# [DIRECTIONS]
• A. In the rows, from the line with "of the black" through the end of the rows, substitute "dot" for "marker" and write those lines out again with nothing else changed.
• B. Pick up the article on the twin primes conjecture after its last sentence and carry it on.

# [READING TEXT]
Further Progress on the Twin Primes Conjecture

Things move quickly in the math world. It was only the end of May that we heard of a stunning development regarding the long moribund twin primes conjecture. The problem is to prove that there are infinitely many pairs of prime numbers that differ by two, such as 3 and 5, or 17 and 19, or 101 and 103. The development was that a previously unknown mathematician named Yitang Zhang proved that there are infinitely many pairs of primes whose difference is...wait for it... no greater than seventy million. Seventy million is certainly a long way from two, but it is even farther away from infinity, and that's why it was a significant advance. It was a sort of proof of concept for the twin primes conjecture.

That was a just a few months ago. But now a group of researchers led by Terence Tao, a mathematician at UCLA and a Fields Medalist, is announcing that they have refined Zhang's methods to the point where instead of seventy million, the gap now stands at 4,680. Pretty good! But still a long way from two...

# [SOURCE RECORDS]
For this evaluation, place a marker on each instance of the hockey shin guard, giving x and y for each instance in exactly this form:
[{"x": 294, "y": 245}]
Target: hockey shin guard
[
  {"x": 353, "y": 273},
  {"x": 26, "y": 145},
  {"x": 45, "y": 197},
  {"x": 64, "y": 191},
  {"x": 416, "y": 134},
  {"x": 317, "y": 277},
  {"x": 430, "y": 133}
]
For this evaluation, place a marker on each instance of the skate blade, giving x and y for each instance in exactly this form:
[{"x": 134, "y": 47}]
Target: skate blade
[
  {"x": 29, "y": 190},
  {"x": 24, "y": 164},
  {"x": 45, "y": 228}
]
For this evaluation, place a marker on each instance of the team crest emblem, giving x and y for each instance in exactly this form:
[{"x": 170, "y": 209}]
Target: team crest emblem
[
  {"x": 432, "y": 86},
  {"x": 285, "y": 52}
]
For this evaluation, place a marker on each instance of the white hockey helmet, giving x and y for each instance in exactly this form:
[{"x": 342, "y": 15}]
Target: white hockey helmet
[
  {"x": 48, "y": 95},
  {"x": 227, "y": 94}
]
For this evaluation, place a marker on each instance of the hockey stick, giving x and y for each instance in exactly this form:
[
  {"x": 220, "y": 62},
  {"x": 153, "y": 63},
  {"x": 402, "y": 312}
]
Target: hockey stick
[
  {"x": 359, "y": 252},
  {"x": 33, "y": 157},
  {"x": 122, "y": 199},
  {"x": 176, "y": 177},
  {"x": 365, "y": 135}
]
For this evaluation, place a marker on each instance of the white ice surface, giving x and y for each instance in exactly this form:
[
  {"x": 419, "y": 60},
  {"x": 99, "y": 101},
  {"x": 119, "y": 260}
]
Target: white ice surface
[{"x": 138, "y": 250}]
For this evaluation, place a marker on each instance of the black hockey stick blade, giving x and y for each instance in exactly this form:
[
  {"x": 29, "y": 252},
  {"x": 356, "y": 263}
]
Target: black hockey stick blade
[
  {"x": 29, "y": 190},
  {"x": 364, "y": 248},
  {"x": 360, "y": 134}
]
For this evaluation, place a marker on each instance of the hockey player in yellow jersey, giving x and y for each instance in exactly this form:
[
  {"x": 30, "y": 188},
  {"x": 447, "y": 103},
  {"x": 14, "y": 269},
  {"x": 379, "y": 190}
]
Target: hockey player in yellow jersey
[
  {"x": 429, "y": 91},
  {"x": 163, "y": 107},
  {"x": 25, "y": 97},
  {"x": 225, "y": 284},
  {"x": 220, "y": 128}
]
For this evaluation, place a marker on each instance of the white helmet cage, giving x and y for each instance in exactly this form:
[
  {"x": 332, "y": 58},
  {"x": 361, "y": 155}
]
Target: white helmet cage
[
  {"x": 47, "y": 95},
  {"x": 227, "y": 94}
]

# [ANSWERS PROVIDED]
• A.
For this evaluation, place a dot on each instance of the black hockey stick blade, giving x and y for each instance in exactly this form:
[
  {"x": 29, "y": 252},
  {"x": 356, "y": 263}
]
Target: black hockey stick blade
[
  {"x": 29, "y": 190},
  {"x": 364, "y": 248},
  {"x": 360, "y": 134}
]
For this evaluation, place a dot on each instance of the hockey player in yellow jersey, giving x and y for each instance in exactly this form:
[
  {"x": 30, "y": 188},
  {"x": 447, "y": 103},
  {"x": 14, "y": 269},
  {"x": 379, "y": 190}
]
Target: hockey player in yellow jersey
[
  {"x": 429, "y": 91},
  {"x": 163, "y": 107},
  {"x": 25, "y": 97},
  {"x": 225, "y": 284},
  {"x": 220, "y": 128}
]
For this evaluation, place a dot on each instance of the white helmet cage, giving x and y for each instance in exactly this form:
[
  {"x": 332, "y": 58},
  {"x": 361, "y": 155}
]
Target: white helmet cage
[
  {"x": 47, "y": 95},
  {"x": 227, "y": 94}
]

• B.
Actually, there has been almost daily progress on the problem ever since Zhang announced his results.

One of the frustrations of mathematical research is that if you are not a specialist in the relevant field, you are pretty much helpless to understand what is going on. Here's an excerpt from the abstract of the paper that is in progress, reporting on these results:

The improvements used here include a numerical search for narrow admissible tuples; the use of an optimized sieve cutoff function (expressible in terms of a Bessel function) obtained recently by Farkas, Revesz, and Pintz; a relaxation of the Motohashi-Pintz-Zhang truncation of
the Goldston-Yildirim-Pintz sieve from smooth moduli to densely divisible moduli; an
efficient application of this truncation introduced recently by Pintz; a new approach
to estimation of Type III sums based on correlation bounds for hyper-Kloosterman
sums; more efficient use of the Weyl differencing method and further exploitation of
averaging in the moduli parameters; application of the q-van der Corput A-process of
Heath-Brown and Ringrose; and bounds on multidimensional exponential sums over
finite fields coming from Deligne's work on the Weil conjectures.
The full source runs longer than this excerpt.